我的问题是关于在没有 R 依赖的情况下在 spark 中运行 sparkR 程序的可行性。
换句话说,当机器中没有安装 R 解释器时,我可以在 spark 中运行以下程序吗?
#set env var
Sys.setenv(SPARK_HOME="/home/fazlann/Downloads/spark-1.5.0-bin-hadoop2.6")
#Tell R where to find sparkR package
.libPaths(c(file.path(Sys.getenv("SPARK_HOME"),"R","lib"), .libPaths()))
#load sparkR into this environment
library(SparkR)
#create the sparkcontext
sc <- sparkR.init(master = "local")
#to work with DataFrames we will need a SQLContext, which can be created from the SparkContext
sqlContext <- sparkRSQL.init(sc)
name <- c("Nimal","Kamal","Ashen","lan","Harin","Vishwa","Malin")
age <- c(23,24,12,25,31,22,43)
child <- c(TRUE,TRUE,FALSE,FALSE,TRUE,FALSE,TRUE)
localdf <- data.frame(name,age,child)
#convert R dataframe into spark DataFrame
sparkdf <- createDataFrame(sqlContext,localdf);
#since we are passing a spark DataFrame into head function, the method gets executed in spark
head(sparkdf)

══════

- _任务要求 A_
列出数据行中含有字符串“negative”的每一行,区分大小写。

已保存的数据条目:
══════

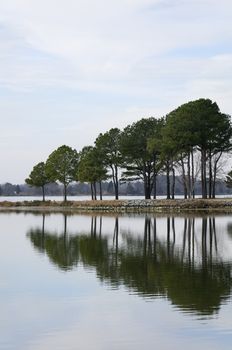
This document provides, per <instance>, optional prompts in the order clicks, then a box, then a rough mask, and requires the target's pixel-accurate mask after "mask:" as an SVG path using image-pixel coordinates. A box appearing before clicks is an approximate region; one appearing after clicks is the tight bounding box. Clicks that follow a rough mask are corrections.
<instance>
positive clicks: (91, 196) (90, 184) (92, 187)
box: [90, 182, 94, 201]
mask: <svg viewBox="0 0 232 350" xmlns="http://www.w3.org/2000/svg"><path fill="white" fill-rule="evenodd" d="M90 188H91V198H92V201H93V200H94V197H93V183H92V182H91V184H90Z"/></svg>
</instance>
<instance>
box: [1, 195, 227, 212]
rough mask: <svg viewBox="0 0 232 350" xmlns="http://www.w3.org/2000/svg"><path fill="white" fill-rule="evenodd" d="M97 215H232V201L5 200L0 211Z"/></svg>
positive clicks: (174, 199)
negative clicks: (122, 213) (62, 212)
mask: <svg viewBox="0 0 232 350" xmlns="http://www.w3.org/2000/svg"><path fill="white" fill-rule="evenodd" d="M6 210H10V211H14V210H17V211H33V212H34V211H35V212H36V211H37V212H38V211H40V212H41V211H46V212H57V211H59V212H62V211H64V212H66V211H71V212H73V213H75V212H76V213H80V212H96V213H101V212H103V213H145V214H146V213H163V214H171V213H173V214H174V213H179V214H180V213H182V212H183V213H187V212H195V213H196V212H205V213H213V212H220V213H232V198H215V199H201V198H196V199H149V200H148V199H119V200H107V199H104V200H102V201H101V200H85V201H72V200H68V201H67V202H62V201H52V200H48V201H45V202H43V201H41V200H32V201H17V202H11V201H2V202H0V211H6Z"/></svg>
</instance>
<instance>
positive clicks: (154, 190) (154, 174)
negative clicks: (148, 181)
mask: <svg viewBox="0 0 232 350" xmlns="http://www.w3.org/2000/svg"><path fill="white" fill-rule="evenodd" d="M156 181H157V175H156V174H154V182H153V199H156V185H157V184H156Z"/></svg>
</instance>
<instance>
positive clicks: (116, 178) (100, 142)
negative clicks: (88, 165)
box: [95, 128, 123, 199]
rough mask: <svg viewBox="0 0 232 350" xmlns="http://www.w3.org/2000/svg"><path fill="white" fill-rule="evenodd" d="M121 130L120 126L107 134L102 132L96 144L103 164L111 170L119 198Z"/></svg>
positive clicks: (120, 153) (109, 130) (117, 196)
mask: <svg viewBox="0 0 232 350" xmlns="http://www.w3.org/2000/svg"><path fill="white" fill-rule="evenodd" d="M120 142H121V131H120V130H119V129H118V128H113V129H110V130H109V131H108V132H106V133H105V134H100V135H99V136H98V137H97V139H96V141H95V145H96V148H97V150H98V152H99V153H100V155H101V158H102V161H103V164H104V165H105V166H106V167H109V168H110V170H111V177H112V179H113V184H114V192H115V199H118V187H119V179H118V170H119V167H120V166H122V162H123V158H122V154H121V151H120Z"/></svg>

══════

- _任务要求 B_
练习文本中的代码把 SPARK_HOME 设置成了哪个路径?

- _参考答案 A_
negative clicks: (122, 213) (62, 212)
negative clicks: (148, 181)
negative clicks: (88, 165)

- _参考答案 B_
/home/fazlann/Downloads/spark-1.5.0-bin-hadoop2.6